* STATED PROBLEM: Present every line of the items below as a numbered list, omitting any blank lines.

* RECORDS SHOWN:
------------------------------------------------------------

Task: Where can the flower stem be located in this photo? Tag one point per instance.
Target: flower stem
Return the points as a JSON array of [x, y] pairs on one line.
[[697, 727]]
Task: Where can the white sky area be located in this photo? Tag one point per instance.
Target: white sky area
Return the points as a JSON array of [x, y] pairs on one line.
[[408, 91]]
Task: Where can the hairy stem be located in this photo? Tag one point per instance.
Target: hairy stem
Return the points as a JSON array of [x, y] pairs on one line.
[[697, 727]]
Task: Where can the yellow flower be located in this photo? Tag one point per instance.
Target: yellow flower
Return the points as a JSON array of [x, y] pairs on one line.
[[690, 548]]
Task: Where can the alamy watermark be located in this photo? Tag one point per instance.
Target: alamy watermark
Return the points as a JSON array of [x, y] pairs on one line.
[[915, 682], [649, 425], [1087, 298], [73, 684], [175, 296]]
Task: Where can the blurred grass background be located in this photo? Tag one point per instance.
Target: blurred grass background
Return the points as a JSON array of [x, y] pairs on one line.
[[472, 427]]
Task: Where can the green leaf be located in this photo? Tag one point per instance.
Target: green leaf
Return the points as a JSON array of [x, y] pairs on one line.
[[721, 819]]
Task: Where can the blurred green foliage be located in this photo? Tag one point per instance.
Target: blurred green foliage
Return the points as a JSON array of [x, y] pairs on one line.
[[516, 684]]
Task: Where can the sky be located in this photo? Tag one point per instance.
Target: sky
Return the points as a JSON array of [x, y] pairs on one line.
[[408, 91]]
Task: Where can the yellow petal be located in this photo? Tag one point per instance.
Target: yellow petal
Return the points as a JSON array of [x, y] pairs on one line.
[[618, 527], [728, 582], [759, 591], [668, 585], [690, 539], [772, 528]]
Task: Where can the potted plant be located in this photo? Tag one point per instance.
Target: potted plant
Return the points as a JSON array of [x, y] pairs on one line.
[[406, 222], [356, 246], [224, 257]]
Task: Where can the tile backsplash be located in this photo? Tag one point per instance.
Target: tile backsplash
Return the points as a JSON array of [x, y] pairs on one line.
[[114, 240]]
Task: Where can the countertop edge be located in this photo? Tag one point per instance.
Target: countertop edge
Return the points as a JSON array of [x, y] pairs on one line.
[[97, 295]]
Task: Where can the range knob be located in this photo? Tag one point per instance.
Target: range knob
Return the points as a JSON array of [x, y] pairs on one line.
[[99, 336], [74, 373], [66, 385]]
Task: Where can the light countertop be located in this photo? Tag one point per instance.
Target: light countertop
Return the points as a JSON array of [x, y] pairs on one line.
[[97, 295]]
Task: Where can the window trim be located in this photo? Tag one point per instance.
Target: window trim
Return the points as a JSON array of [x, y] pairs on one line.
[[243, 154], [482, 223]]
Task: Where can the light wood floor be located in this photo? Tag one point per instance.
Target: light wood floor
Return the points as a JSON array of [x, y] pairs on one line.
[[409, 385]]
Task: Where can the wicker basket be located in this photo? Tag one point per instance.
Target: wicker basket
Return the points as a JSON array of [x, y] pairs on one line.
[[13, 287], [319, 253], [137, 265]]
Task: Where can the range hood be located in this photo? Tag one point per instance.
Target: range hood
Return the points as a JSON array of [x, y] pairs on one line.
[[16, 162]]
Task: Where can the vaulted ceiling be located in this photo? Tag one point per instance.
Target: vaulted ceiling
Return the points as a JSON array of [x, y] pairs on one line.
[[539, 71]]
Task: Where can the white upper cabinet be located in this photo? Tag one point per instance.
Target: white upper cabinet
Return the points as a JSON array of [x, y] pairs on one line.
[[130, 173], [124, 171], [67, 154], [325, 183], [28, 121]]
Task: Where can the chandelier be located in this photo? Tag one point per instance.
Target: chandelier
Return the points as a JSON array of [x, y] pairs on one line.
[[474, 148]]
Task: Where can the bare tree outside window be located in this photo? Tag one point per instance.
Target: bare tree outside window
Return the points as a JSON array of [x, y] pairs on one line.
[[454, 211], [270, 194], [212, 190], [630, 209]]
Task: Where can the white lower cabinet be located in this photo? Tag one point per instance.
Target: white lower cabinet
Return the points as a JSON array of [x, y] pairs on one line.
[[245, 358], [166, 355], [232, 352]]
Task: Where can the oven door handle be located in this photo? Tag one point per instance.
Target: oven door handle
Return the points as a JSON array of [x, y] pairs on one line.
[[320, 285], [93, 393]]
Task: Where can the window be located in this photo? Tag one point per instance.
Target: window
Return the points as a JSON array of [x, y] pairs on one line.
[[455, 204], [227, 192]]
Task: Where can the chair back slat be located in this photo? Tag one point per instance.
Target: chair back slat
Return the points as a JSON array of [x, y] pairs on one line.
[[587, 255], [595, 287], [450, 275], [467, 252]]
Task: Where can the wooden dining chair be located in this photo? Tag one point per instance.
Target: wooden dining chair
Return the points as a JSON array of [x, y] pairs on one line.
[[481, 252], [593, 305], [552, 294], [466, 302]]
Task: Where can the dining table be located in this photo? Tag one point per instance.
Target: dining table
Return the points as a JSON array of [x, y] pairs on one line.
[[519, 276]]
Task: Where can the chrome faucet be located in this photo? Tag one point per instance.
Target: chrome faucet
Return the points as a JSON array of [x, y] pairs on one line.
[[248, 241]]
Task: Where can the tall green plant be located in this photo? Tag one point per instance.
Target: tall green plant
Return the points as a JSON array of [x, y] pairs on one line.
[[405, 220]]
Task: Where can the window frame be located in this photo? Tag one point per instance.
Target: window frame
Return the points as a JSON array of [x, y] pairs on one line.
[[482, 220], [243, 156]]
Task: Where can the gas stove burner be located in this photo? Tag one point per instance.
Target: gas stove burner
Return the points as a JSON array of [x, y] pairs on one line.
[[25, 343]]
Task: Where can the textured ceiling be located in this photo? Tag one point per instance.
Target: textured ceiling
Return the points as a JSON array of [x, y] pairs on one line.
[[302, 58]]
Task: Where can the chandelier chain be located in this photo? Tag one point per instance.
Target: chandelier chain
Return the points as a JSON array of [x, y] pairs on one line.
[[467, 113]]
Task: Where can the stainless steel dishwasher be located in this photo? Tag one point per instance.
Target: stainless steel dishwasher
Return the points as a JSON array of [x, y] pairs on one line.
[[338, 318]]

------------------------------------------------------------

* FINISHED ANSWER:
1. Task: Where can the flower stem be located in this photo? Tag one point per instance.
2. Target: flower stem
3. Return the points as a JSON array of [x, y] pairs on one line.
4. [[697, 727]]
5. Task: Where can the white sky area be located in this photo? Tag one point per instance.
6. Target: white sky area
7. Return the points as a JSON array of [x, y] pairs on one line.
8. [[408, 91]]
9. Task: Where can the hairy stem be located in this photo? Tag one point per instance.
10. Target: hairy stem
11. Return the points as a JSON array of [x, y] pairs on one line.
12. [[697, 727]]
13. Task: Where can the yellow flower be located in this photo? Tag one point per instance.
14. Target: yellow flower
15. Return the points as a JSON array of [x, y] pairs on one line.
16. [[690, 548]]
17. Task: Where can the alamy watermark be located in this photo? Tag one point per instance.
18. Target: alamy watermark
19. Return the points as a JSON array of [x, y] pairs on one line.
20. [[915, 682], [649, 425], [1087, 298], [73, 684], [175, 296]]
21. Task: Where can the blurred grass background be located in this photo? Tag one point per instance.
22. Target: blurred grass background
23. Return the points as a JSON array of [x, y] pairs on one line.
24. [[472, 427]]
25. Task: Where can the green leaf be located in this photo? Tag one point per instance.
26. Target: green leaf
27. Return the points as a JSON array of [x, y] pairs on one line.
28. [[721, 819]]
29. Task: Where can the blurred green foliage be located in this photo? Tag one point per instance.
30. Target: blurred green foliage
31. Return the points as a JSON array of [x, y] pairs on one line.
32. [[516, 684]]
33. Task: Where can the sky be located in this photo? Tag one point per instance.
34. Target: sky
35. Return the points as a JSON array of [x, y] pairs on one line.
36. [[408, 91]]
37. Task: Where can the yellow petal be located in this photo? Tag one point per instance.
38. Target: yellow petal
39. Return the points as a JSON array of [x, y] pairs on one line.
40. [[618, 527], [728, 582], [759, 591], [668, 585], [690, 539], [772, 528]]
41. Task: Where can the potted plant be located in this photo? Tag one point per instance.
42. Target: potted plant
43. Return the points as a JSON array of [x, y] pairs on one line.
44. [[406, 222], [356, 246], [224, 257]]
45. Task: Where can the tile backsplash be located in this photo? Tag one point per instance.
46. Target: tile backsplash
47. Return the points as a JSON array of [x, y] pairs on one line.
48. [[114, 240]]
49. Task: Where can the countertop edge be located in this photo? Tag one point per instance.
50. Target: countertop edge
51. Return the points as a JSON array of [x, y] pairs on one line.
52. [[97, 295]]
53. Task: Where can the range knob be located in this photo? Tag one point per instance.
54. Target: range knob
55. Return the points as a JSON array of [x, y] pairs on one line.
56. [[99, 336], [74, 373], [66, 385]]
57. Task: Where can the light countertop be located in this photo? Tag one point per instance.
58. Target: light countertop
59. Return the points as a JSON array of [x, y] pairs on one line.
60. [[97, 295]]
61. Task: Where can the window trim be located in this photo? Tag one point per instance.
62. Target: window trim
63. Return the points as a JSON array of [x, y] pairs on one line.
64. [[243, 154], [482, 223]]
65. Task: Where can the light wood floor be located in this photo? Tag one point per instance.
66. Target: light wood floor
67. Return the points as a JSON array of [x, y] pairs on one line.
68. [[409, 385]]
69. Task: Where can the wicker basket be located in this photo? Tag one point per instance.
70. Target: wicker basket
71. Return the points as a JSON array of [x, y] pairs on one line.
72. [[13, 287], [319, 253], [137, 265]]
73. Task: Where can the range hood be located in this photo? Tag one point per instance.
74. Target: range hood
75. Return the points as a JSON array of [x, y] pairs on one line.
76. [[16, 162]]
77. Task: Where can the vaulted ceiling be located in this photo? Tag one point per instance.
78. Target: vaulted ceiling
79. Return the points as a JSON array of [x, y] pairs on one line.
80. [[539, 71]]
81. Task: Where can the white upper cabinet be located in this photo? Tag one point per instance.
82. Target: white upper cabinet
83. Return the points as a JSON array of [x, y] pairs on one line.
84. [[130, 173], [124, 171], [67, 154], [325, 183], [28, 121]]
85. Task: Where can the chandelier be located in this photo? Tag one point per instance.
86. Target: chandelier
87. Return the points as a JSON array of [x, y] pairs on one line.
88. [[474, 148]]
89. Task: Where can the bare tree outside window be located in this photo? Tag one point per instance.
90. Target: bare tree outside window
91. Return the points as a JSON array of [x, y] pairs on one line.
92. [[454, 211], [270, 194], [212, 190], [630, 209]]
93. Task: Where can the white lower cabinet be located in this photo? Tag one point per instance.
94. Target: white lower cabinet
95. Return the points as a JSON array of [x, y] pairs on one line.
96. [[245, 358], [166, 355], [232, 352]]
97. Task: Where can the oven door handle be located in this photo? Tag one point per instance.
98. Target: oven door handle
99. Return the points as a JSON array of [x, y] pairs on one line.
100. [[320, 285], [93, 393]]
101. Task: Where can the window be located in this photo? Tag one point per instance.
102. Target: window
103. Return the points as a JSON array of [x, y] pairs on one line.
104. [[455, 204], [227, 192]]
105. Task: Where can the chair back slat be located in this photo? Tag one point per instance.
106. Target: chair back slat
107. Return the points as a JSON array of [x, y] pairs on one line.
108. [[587, 255], [595, 287], [450, 275], [467, 252]]
109. Task: Where can the wooden dining chair be located in this photo? Tag one point per instance.
110. Target: wooden dining chair
111. Return the points as a JSON array of [x, y] pairs on one line.
112. [[481, 252], [593, 305], [552, 294], [466, 302]]
113. Task: Where can the dining table be located in this photo? Tag one point per instance.
114. Target: dining table
115. Return the points as a JSON array of [x, y] pairs on one line.
116. [[519, 276]]
117. Task: Where can the chrome faucet be located in this photo? Tag one point per instance.
118. Target: chrome faucet
119. Return the points as a JSON array of [x, y] pairs on one line.
120. [[248, 241]]
121. Task: Where can the tall green plant be located in this photo? Tag one point per instance.
122. Target: tall green plant
123. Return the points as a JSON array of [x, y] pairs on one line.
124. [[405, 220]]
125. Task: Where can the window frame be located in this photo? Tag one point per instance.
126. Target: window frame
127. Return the points as a JSON array of [x, y] pairs on one line.
128. [[482, 220], [243, 156]]
129. Task: Where can the gas stove burner be located in this photo? Tag one point per instance.
130. Target: gas stove burner
131. Return the points as a JSON array of [x, y] pairs on one line.
132. [[25, 343]]
133. Task: Where can the textured ceiling be located in this photo? Tag one point per instance.
134. Target: textured ceiling
135. Return the points as a JSON array of [x, y] pairs on one line.
136. [[302, 58]]
137. Task: Where can the chandelier chain be located in this photo? Tag one point per instance.
138. Target: chandelier chain
139. Return the points as a JSON array of [x, y] pairs on one line.
140. [[467, 113]]
141. Task: Where can the stainless steel dishwasher be located in this photo? Tag one point per instance.
142. Target: stainless steel dishwasher
143. Return the points as a JSON array of [x, y] pairs on one line.
144. [[338, 318]]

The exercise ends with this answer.